■ SHORT PROBLEM: The records below are to be repeated in full, exactly as they are.

Stored records:
════
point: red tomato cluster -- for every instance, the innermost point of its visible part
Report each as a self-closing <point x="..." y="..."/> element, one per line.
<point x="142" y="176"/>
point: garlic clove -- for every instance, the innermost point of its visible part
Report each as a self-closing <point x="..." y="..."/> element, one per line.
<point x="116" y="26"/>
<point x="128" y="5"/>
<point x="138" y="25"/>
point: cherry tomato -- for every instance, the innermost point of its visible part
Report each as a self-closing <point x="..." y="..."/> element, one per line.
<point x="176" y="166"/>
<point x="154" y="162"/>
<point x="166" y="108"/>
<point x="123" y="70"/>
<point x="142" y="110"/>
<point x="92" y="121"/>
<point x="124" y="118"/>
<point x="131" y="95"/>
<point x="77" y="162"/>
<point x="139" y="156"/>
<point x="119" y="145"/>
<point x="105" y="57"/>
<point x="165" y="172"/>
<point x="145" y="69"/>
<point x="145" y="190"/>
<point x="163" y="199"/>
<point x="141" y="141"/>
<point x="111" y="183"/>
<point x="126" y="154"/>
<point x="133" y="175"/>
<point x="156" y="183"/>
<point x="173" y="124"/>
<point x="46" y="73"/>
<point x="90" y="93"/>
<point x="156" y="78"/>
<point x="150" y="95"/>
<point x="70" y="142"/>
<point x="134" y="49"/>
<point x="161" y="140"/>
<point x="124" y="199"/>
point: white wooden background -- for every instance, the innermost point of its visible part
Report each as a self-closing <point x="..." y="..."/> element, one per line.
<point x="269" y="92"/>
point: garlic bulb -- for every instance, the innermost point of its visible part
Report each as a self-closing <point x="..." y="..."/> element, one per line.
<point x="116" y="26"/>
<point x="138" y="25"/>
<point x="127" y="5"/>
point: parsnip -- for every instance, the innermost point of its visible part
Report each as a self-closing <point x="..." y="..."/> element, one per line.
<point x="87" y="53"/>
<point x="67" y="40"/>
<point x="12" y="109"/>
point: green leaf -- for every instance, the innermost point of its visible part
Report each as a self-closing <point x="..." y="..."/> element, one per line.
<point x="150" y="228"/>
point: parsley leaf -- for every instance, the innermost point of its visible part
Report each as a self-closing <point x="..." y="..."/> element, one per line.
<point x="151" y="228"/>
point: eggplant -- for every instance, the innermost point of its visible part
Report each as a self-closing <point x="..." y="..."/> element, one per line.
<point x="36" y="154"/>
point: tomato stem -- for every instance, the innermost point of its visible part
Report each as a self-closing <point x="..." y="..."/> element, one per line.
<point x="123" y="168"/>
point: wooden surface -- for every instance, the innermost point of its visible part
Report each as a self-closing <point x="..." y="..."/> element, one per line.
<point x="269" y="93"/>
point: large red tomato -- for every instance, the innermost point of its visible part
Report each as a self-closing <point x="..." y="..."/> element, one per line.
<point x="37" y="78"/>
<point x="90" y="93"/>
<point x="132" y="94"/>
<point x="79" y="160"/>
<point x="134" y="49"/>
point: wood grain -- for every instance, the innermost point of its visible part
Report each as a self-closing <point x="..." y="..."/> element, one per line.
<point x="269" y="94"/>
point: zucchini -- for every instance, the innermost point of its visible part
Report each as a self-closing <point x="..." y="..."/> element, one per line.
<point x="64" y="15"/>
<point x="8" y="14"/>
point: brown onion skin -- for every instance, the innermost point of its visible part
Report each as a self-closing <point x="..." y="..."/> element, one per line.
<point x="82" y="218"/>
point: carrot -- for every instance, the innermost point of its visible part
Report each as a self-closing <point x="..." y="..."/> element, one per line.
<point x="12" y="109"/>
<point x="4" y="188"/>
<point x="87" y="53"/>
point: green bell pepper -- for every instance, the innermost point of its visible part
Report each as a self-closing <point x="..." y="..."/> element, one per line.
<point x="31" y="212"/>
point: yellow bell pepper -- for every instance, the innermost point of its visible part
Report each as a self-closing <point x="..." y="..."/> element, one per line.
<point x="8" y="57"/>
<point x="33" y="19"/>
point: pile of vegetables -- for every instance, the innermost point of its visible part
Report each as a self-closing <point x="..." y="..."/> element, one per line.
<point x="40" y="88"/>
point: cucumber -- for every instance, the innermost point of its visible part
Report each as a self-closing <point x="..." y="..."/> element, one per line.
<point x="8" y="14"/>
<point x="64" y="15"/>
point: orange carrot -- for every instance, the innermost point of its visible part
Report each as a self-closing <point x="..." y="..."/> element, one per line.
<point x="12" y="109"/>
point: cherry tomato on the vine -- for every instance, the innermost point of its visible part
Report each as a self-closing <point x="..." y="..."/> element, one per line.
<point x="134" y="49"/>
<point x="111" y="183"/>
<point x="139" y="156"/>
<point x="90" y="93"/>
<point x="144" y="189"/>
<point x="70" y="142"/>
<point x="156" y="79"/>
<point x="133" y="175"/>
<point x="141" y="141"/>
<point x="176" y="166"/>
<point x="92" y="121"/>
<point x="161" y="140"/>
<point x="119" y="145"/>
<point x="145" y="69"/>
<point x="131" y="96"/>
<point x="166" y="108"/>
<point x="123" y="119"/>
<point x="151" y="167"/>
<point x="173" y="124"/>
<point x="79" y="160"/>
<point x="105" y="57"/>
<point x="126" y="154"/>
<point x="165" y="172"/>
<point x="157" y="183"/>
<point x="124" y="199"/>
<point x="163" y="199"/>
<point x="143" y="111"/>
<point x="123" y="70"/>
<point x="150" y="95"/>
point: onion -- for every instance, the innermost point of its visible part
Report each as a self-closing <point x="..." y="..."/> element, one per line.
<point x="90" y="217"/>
════
■ TASK SOLUTION:
point: red tomato cluster -- for every instance, the innermost point of its visible part
Report each as a self-closing <point x="..." y="..."/> element, one per line.
<point x="142" y="176"/>
point: garlic clove -- for every instance, the innermost point of its visible part
Report each as a self-closing <point x="..." y="..."/> element, one per line.
<point x="116" y="26"/>
<point x="128" y="5"/>
<point x="138" y="25"/>
point: cherry tomato -- for every instance, the innermost point of its visible part
Report each as a self-closing <point x="..." y="..."/> element, one per line.
<point x="176" y="166"/>
<point x="154" y="162"/>
<point x="166" y="108"/>
<point x="123" y="70"/>
<point x="142" y="110"/>
<point x="92" y="121"/>
<point x="124" y="118"/>
<point x="131" y="95"/>
<point x="77" y="162"/>
<point x="139" y="156"/>
<point x="119" y="145"/>
<point x="105" y="57"/>
<point x="165" y="172"/>
<point x="145" y="69"/>
<point x="145" y="190"/>
<point x="163" y="199"/>
<point x="141" y="141"/>
<point x="111" y="183"/>
<point x="126" y="154"/>
<point x="133" y="175"/>
<point x="156" y="183"/>
<point x="173" y="124"/>
<point x="46" y="73"/>
<point x="90" y="93"/>
<point x="156" y="78"/>
<point x="150" y="95"/>
<point x="70" y="142"/>
<point x="134" y="49"/>
<point x="161" y="140"/>
<point x="124" y="199"/>
point: white wooden background -- for every instance, the innermost point of its visible part
Report each as a self-closing <point x="..." y="..."/> element, one per line.
<point x="269" y="92"/>
point: garlic bulb -- for every instance, the innermost point of its visible part
Report each as a self-closing <point x="..." y="..."/> element, one per line.
<point x="116" y="26"/>
<point x="138" y="25"/>
<point x="127" y="5"/>
point: parsnip -- for every instance, the innermost point of its visible part
Report each as a self-closing <point x="..." y="..."/> element, one per line.
<point x="87" y="53"/>
<point x="67" y="40"/>
<point x="12" y="109"/>
point: green leaf -- for every instance, the innermost point of its visible part
Report each as a self-closing <point x="..." y="..."/> element, one per line.
<point x="150" y="228"/>
point: parsley leaf -- for every instance, the innermost point of its visible part
Report each as a self-closing <point x="..." y="..."/> element, one per line.
<point x="151" y="228"/>
point: eggplant -- for every instance, the innermost point of its visible part
Report each as a self-closing <point x="..." y="..."/> element, one per line.
<point x="36" y="154"/>
point: tomato stem -- for every instance, the innermost point of its visible part
Report each as a self-closing <point x="..." y="..."/> element, one per line.
<point x="123" y="168"/>
point: wooden surface -- for every instance, the innermost point of its visible part
Report each as a self-closing <point x="..." y="..."/> element, one per line.
<point x="269" y="93"/>
point: large red tomato -- for every instance, the innermost point of its visible part
Report each as a self-closing <point x="..." y="..."/> element, one per line.
<point x="37" y="78"/>
<point x="90" y="93"/>
<point x="132" y="94"/>
<point x="79" y="160"/>
<point x="134" y="49"/>
point: wood grain -- for every instance, the innermost point of its visible part
Report each as a self-closing <point x="..." y="..."/> element, one per line.
<point x="269" y="94"/>
point: zucchini -- for every instance, the innermost point of its visible part
Report each as a self-closing <point x="..." y="..."/> element, one per line.
<point x="64" y="15"/>
<point x="8" y="14"/>
point: brown onion skin -- for every instance, the innermost point of its visible part
Report each as a self-closing <point x="..." y="..."/> element, one per line.
<point x="82" y="218"/>
point: carrot -- for every instance, the innermost point of its visible part
Report each as a self-closing <point x="..." y="..."/> element, one per line.
<point x="12" y="109"/>
<point x="4" y="188"/>
<point x="87" y="53"/>
point: green bell pepper -- for every instance, the innermost point of its visible part
Report each as a self-closing <point x="..." y="..."/> element, one per line.
<point x="31" y="212"/>
point: yellow bell pepper -- for every instance, the innermost point of its visible part
Report each as a self-closing <point x="..." y="..."/> element, one per line.
<point x="8" y="57"/>
<point x="33" y="19"/>
point: pile of vegetables -- for every instance, the innermost point of its visible part
Report each as a self-closing <point x="..." y="..."/> element, one per line.
<point x="40" y="88"/>
point: cucumber -- for every instance, the innermost point of its visible part
Report each as a self-closing <point x="..." y="..."/> element, one per line.
<point x="8" y="14"/>
<point x="64" y="15"/>
point: orange carrot -- for every instance, the innermost point of its visible part
Report each as a self-closing <point x="..." y="..."/> element, one per line.
<point x="12" y="109"/>
point: cherry tomato on the vine -- for every instance, the innermost point of its visible part
Report each as a self-closing <point x="..." y="..."/> element, one per line.
<point x="134" y="49"/>
<point x="111" y="183"/>
<point x="139" y="156"/>
<point x="90" y="93"/>
<point x="144" y="189"/>
<point x="70" y="142"/>
<point x="156" y="79"/>
<point x="133" y="175"/>
<point x="141" y="141"/>
<point x="176" y="166"/>
<point x="92" y="121"/>
<point x="161" y="140"/>
<point x="119" y="145"/>
<point x="145" y="69"/>
<point x="131" y="96"/>
<point x="166" y="108"/>
<point x="123" y="119"/>
<point x="151" y="167"/>
<point x="173" y="124"/>
<point x="79" y="160"/>
<point x="105" y="57"/>
<point x="126" y="154"/>
<point x="165" y="172"/>
<point x="157" y="183"/>
<point x="124" y="199"/>
<point x="163" y="199"/>
<point x="143" y="111"/>
<point x="123" y="70"/>
<point x="150" y="95"/>
point: onion -- for every instance, the innermost point of its visible part
Report each as a self-closing <point x="..." y="..."/> element, one per line.
<point x="90" y="217"/>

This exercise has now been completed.